**Task instructions**
Return, word for word, every entry in the listing below, but not its images.

**Dataset**

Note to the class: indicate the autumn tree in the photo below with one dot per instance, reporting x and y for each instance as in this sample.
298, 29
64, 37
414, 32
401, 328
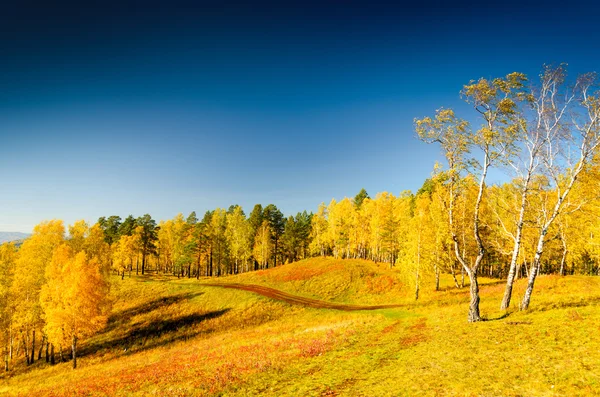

**Written answer**
Note to the class: indicate the autumn tree in the photo below with one dot per instance, reporting x and y for each instance as in this sample.
298, 29
64, 37
414, 32
401, 328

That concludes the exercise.